• [The problem] Please pull out every line of the items below that contains the word "negative", matching case exactly.

[Stored records]
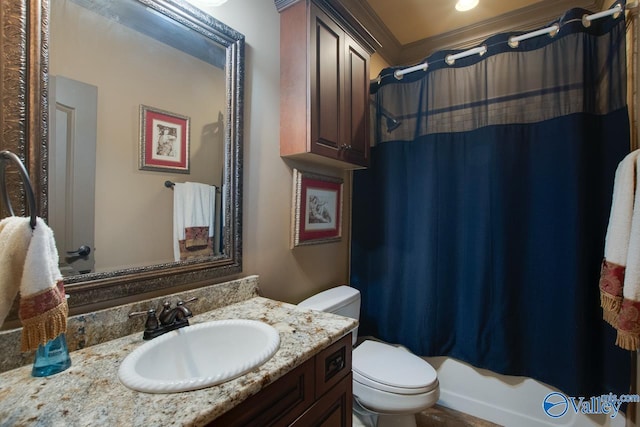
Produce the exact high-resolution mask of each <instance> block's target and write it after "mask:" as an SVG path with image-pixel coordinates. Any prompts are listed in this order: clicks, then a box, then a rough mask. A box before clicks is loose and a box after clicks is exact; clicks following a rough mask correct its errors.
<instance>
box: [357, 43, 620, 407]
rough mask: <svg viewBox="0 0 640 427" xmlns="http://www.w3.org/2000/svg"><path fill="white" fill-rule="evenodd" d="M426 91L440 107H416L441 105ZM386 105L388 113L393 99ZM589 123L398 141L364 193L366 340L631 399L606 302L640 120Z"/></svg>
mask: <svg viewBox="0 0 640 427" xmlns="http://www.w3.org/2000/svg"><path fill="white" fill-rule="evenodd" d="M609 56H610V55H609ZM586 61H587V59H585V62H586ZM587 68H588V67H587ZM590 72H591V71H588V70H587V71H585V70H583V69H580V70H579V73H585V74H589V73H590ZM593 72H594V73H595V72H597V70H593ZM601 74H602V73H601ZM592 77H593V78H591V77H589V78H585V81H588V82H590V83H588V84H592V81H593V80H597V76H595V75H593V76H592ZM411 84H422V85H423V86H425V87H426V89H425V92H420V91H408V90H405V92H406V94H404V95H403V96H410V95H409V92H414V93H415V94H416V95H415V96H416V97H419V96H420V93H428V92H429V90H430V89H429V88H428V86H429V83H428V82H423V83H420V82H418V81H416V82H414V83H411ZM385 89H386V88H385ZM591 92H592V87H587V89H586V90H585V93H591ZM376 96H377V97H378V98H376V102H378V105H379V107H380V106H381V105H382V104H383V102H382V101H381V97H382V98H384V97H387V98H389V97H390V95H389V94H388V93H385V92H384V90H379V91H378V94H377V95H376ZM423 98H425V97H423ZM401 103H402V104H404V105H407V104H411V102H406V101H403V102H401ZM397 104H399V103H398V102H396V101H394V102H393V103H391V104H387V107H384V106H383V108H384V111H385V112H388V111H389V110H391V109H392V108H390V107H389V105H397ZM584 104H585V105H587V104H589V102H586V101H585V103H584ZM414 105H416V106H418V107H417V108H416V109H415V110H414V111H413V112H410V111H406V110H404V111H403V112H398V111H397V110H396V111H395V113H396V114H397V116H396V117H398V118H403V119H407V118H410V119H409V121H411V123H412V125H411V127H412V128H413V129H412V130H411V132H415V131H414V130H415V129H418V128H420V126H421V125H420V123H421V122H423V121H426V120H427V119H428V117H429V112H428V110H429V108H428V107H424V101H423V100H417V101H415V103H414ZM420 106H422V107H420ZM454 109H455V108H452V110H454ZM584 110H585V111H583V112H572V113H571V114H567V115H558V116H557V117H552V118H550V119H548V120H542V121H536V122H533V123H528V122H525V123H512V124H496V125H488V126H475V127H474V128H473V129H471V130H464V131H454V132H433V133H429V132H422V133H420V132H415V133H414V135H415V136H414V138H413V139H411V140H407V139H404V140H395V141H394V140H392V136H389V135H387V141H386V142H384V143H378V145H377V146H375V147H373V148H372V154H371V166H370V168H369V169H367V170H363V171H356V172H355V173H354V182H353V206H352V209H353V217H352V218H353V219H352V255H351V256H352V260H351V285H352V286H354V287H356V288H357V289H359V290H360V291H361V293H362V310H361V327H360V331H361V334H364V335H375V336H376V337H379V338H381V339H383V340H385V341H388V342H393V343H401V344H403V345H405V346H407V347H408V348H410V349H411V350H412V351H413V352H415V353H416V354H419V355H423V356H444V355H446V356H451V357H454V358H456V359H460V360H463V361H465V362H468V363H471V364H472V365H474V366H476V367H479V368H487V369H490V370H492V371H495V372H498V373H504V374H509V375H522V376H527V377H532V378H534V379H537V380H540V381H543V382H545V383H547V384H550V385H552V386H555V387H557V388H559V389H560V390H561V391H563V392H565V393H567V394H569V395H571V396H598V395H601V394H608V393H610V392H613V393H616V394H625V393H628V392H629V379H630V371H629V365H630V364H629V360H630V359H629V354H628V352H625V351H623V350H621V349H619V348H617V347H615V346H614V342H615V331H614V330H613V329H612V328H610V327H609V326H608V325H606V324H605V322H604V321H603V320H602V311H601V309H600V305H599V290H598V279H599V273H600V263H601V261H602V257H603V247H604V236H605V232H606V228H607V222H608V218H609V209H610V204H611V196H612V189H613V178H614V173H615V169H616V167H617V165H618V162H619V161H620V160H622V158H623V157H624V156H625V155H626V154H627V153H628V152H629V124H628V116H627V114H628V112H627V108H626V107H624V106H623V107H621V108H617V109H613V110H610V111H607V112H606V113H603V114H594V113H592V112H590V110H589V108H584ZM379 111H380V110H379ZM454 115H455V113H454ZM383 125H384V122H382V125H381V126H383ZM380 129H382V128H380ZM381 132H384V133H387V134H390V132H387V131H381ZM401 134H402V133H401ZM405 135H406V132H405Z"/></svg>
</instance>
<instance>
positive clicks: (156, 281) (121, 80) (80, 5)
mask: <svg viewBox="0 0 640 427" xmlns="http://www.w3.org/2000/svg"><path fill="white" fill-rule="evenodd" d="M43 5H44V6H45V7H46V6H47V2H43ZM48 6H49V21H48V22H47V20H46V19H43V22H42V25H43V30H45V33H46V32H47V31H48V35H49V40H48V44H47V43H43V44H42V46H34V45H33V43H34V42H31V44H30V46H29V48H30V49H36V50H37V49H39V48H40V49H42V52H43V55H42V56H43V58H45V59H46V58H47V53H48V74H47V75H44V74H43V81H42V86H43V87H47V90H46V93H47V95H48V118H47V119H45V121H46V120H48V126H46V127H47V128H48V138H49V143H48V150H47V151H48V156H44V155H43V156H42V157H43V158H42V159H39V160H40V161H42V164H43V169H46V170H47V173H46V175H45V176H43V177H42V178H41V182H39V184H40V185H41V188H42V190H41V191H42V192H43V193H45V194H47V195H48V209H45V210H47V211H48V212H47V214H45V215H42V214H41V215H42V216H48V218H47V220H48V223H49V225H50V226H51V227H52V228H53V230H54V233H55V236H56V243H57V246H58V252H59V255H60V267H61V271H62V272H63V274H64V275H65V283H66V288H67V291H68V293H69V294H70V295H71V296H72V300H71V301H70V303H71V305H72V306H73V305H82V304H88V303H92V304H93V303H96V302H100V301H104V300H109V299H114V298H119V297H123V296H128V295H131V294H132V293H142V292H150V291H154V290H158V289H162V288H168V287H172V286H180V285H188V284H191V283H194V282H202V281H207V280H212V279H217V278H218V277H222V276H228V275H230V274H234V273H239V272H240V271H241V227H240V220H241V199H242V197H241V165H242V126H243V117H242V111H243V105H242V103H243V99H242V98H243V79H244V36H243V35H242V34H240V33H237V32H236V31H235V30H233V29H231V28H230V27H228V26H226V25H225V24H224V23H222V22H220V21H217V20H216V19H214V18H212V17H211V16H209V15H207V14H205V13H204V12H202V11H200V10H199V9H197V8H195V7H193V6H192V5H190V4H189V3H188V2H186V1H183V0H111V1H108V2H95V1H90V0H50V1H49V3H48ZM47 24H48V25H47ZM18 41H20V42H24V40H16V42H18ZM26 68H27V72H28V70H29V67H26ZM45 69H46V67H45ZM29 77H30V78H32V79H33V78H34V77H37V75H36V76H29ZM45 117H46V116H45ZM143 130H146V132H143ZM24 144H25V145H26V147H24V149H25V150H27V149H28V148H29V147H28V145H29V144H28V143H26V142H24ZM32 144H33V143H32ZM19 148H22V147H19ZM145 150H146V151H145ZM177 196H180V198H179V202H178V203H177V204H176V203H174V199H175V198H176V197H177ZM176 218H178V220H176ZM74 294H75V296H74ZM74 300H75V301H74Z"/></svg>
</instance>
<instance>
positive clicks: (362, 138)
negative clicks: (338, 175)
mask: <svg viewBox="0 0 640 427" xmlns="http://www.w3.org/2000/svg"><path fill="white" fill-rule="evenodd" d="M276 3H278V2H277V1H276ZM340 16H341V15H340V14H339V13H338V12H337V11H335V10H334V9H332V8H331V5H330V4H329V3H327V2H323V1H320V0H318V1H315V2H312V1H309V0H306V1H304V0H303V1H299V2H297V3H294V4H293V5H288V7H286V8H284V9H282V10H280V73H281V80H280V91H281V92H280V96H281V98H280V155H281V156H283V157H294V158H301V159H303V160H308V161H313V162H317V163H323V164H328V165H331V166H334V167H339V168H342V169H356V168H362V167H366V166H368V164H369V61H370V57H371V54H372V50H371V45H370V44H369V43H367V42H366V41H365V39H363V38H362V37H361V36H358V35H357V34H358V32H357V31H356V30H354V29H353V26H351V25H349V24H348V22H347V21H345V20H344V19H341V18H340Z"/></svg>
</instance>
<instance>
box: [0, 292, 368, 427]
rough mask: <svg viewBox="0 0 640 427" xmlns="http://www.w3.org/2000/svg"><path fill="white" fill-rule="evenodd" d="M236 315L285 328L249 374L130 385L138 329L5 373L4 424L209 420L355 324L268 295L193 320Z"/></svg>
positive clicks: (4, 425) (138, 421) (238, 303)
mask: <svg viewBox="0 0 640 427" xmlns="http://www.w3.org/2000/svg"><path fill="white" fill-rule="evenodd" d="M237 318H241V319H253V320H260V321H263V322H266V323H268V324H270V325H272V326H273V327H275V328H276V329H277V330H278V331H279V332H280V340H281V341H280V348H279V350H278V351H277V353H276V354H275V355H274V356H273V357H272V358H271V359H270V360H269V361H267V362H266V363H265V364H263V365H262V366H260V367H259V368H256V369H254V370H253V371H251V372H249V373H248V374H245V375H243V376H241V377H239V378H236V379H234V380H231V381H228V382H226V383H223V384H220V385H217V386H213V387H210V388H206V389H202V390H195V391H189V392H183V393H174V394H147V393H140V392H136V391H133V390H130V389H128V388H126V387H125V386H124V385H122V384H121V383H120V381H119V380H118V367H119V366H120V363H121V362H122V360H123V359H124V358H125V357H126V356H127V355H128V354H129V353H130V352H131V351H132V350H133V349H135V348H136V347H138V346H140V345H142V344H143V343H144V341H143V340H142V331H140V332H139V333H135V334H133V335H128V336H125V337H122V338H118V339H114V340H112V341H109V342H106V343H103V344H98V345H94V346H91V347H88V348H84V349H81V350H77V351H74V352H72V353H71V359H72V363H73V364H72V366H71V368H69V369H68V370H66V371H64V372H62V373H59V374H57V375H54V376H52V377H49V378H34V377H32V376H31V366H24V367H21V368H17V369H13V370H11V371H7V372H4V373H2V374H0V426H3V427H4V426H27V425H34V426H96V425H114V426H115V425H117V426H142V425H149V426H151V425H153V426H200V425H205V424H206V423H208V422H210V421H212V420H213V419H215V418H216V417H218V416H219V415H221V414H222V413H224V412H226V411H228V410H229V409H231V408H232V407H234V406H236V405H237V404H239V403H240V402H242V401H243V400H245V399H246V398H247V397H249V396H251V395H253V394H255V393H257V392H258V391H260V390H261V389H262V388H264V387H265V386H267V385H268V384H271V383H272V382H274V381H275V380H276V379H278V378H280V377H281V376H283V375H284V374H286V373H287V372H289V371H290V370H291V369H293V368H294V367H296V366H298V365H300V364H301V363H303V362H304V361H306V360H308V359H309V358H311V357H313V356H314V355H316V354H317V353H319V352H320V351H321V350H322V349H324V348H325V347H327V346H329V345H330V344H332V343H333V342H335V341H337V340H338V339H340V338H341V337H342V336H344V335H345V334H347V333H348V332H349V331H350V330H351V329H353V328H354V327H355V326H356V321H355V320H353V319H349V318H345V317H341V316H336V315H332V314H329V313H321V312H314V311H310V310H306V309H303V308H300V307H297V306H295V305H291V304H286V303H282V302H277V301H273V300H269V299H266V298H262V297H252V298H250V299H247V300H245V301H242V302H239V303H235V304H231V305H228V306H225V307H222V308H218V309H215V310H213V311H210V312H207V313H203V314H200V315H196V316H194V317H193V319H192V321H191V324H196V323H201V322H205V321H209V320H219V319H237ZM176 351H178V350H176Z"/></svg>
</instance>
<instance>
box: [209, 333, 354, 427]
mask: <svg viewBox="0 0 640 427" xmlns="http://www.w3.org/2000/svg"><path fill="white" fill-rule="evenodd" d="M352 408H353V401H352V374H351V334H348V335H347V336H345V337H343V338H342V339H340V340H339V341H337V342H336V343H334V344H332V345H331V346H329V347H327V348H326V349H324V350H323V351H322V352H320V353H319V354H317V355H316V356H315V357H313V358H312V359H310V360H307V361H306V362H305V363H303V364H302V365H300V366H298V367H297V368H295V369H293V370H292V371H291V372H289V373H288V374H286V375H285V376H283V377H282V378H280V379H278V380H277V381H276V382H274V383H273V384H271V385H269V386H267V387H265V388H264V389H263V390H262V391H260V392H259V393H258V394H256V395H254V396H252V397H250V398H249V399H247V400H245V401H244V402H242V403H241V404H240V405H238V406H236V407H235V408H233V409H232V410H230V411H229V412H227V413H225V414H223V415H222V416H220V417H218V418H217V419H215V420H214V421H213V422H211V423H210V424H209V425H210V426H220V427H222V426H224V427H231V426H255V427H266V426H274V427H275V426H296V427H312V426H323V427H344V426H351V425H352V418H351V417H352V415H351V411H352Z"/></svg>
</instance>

* * *

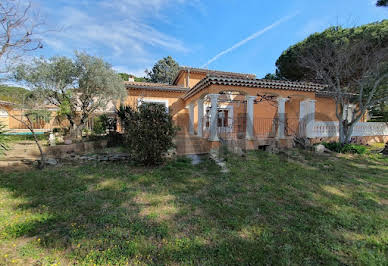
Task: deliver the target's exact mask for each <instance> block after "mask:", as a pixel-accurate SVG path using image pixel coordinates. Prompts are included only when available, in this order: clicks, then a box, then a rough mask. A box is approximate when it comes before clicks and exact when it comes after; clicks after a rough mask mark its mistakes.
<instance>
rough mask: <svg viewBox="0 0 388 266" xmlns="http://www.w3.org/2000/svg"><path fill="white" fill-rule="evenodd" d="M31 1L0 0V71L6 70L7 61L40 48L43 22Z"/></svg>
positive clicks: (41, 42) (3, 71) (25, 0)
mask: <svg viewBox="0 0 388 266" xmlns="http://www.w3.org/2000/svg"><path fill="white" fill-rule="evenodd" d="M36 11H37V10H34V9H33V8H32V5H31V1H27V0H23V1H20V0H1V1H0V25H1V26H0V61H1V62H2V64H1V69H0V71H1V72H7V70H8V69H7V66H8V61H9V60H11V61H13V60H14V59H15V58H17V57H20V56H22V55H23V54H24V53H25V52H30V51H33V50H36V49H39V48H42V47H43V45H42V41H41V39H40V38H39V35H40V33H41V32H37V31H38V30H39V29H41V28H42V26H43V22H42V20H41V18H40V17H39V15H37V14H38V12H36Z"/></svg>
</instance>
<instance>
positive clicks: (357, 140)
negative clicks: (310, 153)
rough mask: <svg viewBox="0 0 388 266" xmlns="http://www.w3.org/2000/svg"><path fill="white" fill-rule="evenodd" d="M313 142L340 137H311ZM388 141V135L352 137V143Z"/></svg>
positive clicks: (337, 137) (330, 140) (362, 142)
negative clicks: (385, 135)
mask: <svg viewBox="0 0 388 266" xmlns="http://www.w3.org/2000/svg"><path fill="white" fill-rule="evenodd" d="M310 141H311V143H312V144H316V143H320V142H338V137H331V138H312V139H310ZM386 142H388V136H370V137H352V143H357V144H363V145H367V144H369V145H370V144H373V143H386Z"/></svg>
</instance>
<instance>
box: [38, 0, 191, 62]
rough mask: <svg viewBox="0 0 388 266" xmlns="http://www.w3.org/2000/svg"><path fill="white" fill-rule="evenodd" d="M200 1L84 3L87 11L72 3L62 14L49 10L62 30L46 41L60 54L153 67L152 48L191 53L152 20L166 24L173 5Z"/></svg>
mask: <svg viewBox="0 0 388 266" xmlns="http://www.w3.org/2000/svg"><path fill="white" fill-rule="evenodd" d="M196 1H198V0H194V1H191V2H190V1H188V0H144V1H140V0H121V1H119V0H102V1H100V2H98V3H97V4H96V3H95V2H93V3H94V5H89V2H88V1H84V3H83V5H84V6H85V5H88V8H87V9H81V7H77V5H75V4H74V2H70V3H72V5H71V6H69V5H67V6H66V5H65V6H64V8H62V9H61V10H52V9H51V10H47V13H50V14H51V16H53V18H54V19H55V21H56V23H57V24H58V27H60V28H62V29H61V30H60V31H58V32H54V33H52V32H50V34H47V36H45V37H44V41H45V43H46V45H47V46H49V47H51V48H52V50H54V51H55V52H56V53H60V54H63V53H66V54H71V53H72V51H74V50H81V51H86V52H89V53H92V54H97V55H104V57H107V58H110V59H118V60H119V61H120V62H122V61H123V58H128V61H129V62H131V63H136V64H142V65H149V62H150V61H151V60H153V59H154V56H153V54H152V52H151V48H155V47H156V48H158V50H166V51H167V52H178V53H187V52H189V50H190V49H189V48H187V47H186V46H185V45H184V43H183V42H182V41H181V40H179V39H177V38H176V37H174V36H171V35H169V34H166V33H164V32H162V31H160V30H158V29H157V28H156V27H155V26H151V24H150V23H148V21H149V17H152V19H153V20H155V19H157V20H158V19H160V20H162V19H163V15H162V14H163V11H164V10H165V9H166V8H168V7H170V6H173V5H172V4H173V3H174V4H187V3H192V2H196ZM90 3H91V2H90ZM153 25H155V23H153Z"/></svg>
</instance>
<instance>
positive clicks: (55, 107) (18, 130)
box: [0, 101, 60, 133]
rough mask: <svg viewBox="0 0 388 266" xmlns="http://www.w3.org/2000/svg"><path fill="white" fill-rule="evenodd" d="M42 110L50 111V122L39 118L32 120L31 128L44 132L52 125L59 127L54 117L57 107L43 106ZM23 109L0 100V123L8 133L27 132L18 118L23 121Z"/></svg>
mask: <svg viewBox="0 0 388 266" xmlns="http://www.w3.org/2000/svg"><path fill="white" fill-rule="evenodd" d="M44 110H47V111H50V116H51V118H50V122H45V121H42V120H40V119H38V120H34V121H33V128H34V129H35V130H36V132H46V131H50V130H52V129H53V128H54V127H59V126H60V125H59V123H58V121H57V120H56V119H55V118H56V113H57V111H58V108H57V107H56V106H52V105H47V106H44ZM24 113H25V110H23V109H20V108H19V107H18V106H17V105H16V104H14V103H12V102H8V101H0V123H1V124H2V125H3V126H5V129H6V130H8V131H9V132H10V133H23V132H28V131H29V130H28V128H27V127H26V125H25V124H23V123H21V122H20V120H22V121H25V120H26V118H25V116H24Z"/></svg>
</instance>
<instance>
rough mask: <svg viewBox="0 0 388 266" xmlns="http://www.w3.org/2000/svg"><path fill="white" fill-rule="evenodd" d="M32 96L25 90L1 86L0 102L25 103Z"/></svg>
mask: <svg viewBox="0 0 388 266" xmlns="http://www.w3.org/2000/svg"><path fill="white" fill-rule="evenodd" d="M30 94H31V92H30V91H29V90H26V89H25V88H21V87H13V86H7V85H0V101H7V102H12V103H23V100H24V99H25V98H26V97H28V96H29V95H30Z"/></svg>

---

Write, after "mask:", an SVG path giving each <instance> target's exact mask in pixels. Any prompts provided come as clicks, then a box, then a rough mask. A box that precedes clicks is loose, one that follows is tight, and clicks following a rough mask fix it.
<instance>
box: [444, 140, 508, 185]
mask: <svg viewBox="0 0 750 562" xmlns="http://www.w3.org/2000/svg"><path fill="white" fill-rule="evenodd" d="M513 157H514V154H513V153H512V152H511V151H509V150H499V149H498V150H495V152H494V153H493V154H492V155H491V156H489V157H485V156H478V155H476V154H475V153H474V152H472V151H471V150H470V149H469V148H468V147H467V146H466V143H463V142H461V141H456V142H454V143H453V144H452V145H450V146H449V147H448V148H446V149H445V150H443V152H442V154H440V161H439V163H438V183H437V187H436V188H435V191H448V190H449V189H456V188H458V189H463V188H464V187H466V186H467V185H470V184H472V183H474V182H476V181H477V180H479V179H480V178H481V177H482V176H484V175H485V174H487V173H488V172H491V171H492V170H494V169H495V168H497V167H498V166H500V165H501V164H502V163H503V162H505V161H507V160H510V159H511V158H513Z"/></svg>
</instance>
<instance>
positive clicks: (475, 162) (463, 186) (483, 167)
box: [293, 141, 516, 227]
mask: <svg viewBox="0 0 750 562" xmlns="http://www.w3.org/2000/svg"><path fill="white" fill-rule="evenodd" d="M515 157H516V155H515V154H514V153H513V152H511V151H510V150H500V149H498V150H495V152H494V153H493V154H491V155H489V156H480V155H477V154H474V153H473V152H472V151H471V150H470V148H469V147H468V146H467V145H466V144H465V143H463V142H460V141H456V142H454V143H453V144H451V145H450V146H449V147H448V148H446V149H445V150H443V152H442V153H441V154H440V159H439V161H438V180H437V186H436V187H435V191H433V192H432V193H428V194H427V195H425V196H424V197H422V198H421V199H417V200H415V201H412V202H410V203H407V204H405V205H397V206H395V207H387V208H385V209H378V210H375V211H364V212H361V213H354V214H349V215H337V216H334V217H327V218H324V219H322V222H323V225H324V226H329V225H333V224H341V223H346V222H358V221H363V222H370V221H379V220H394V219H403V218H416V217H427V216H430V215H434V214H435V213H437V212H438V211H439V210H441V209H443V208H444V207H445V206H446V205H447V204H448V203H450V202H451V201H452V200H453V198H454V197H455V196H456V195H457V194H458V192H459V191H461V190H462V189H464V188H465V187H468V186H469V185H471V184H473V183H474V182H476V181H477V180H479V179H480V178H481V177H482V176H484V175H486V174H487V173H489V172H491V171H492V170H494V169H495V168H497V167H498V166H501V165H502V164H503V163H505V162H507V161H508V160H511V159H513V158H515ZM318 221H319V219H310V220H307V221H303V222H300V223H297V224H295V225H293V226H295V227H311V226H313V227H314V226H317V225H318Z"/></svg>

• [Task output]
negative clicks: (338, 175)
negative clicks: (310, 153)
negative clicks: (385, 135)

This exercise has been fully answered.